=== BRIEF ===
Continue the account of the X-Nation 2099 comic series from the point where it ends.

=== TEXT SHOWN ===
○ ○ ○ ○ ○ ○ ○
X-Nation 2099 was a comic book series created by Marvel Comics for their Marvel 2099 imprint. It depicts the course of events in a team of young mutants' lives. The series only lasted six issues.

Fictional team biography
In the year 2099, Victor Von Doom approached Cerebra of the X-Men with a proposition. He told her that through a mathematical probability program he had deduced that there would be a mutant Messiah in the next generation, and he offered her the position of finding it for him. Cerebra agreed and left the X-Men in search of this figure who would lead all of mutantkind into a golden age. She began finding candidates and bringing them to the Xavier Center, which was watched over by a militant sect of nuns named the Sisters of the Howling Commandments. She was aided, albeit unwillingly, by Morphine Somers, former Minister of Humanity and interim liaison to Halo City while Doom was still President.

The group's first adventure, like most in the short run of the series, begins with them sneaking out of the Xavier Home. After a night hanging out at the local Milk Bar, they end up fighting the Wild Boys, a gang of young mutants that Wulff used to belong to. They escape and return home, but are then forced to do construction work as punishment for sneaking out. While serving their punishment they are attacked by bounty hunters from the "Million Palms" Amusement Park, a place ruled over by the villain Avian, which once held December and Willow prisoner. The team fights together to fend off the attack, but when the smoke clears they notice that Willow is gone.

Once again, the teens leave the shelter to confront Avian and rescue Willow, but they are captured as they enter Million Palms. There they meet Metalsmith, another young mutant, and find out that Avian is also searching for the mutant messiah, under the command of Doom's enemy John Herod. With the timely arrival of Willow, X-Nation escapes and heads back home. Meanwhile, the shelter is attacked by Atlantean soldiers.  The sisters beat them back but are eventually defeated. The teens arrive back home just in time to see it explode.
○ ○ ○ ○ ○ ○ ○
=== DATA SECTION ===
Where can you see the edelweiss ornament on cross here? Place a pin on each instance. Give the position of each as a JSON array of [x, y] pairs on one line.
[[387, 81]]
○ ○ ○ ○ ○ ○ ○
=== ANSWER FOR THIS EXERCISE ===
Without a home and with floodwaters rising from the melting of the polar ice caps, X-Nation turns to the newly arrived Exodus, who promises to lead them into a new era of power. Cerebra battles the telepath who shows his true colors, wanting to help mutants rise up to rule over humans. In the final battle Clarion sacrifices himself to destroy Exodus and the remaining members of X-Nation evacuate to the Savage Land with the rest of humanity to escape the floods and the coming of the Phalanx.

At the start of the new imprint, 2099: World of Tomorrow, X-Nation is split.  December, Twilight and Metalsmith join Father Jennifer D'Angelo and Ben Grimm in a trip to the Alchemax Mars colony to see if it is possible for the remaining residents of Earth to relocate to Mars. There they meet Dr. Isaacs, Clarion's mother (though it is never shown that the others make this connection), and the resident martians, known as the Takers. It is revealed that several years prior the Phalanx decimated Mars, killing most of the Takers, leaving only a dozen or less. Smith and Twilight travel with them on a rocket ship, landing on the Phalanx planetoid that is trying to assimilate Earth and battle to destroy the Phalanx. From Earth, the semi-sentient database robot built by Reed Richards uplinks to the collective and dubs their plan to destroy all human life as "evil". As such he triggers the self-destruct sequence of the planetoid and it explodes, killing the remaining Takers as well as Smith and Twilight. December and Dr. Isaacs are left on Mars to mourn the loss. It is also revealed that Dr. Isaacs had cloned Clarion before leaving for the Mars project, but none of the clones survived.

Meanwhile, Wulff and Uproar traveled with the others to Humanity's Last Refuge, a new colony in the Savage Land. After hearing a rumor about the Wild Boys they stow away on a ship bearing Spider-Man to Latveria.  The ship is destroyed and they are pulled from the water by an armada of roaming ships belonging to the Vulture, leader of the Wild Boys. Uproar is forced to fight in the Gauntlet, brutal kill or be killed games used as entertainment. Though he continues winning he is kept captive because he refuses to kill his opponent. Wulff is imprisoned and through torture is reverted to a feral were-wolf creature. Together they escape and destroy the armada.  This leaves them adrift in the middle of the ocean, where they part ways.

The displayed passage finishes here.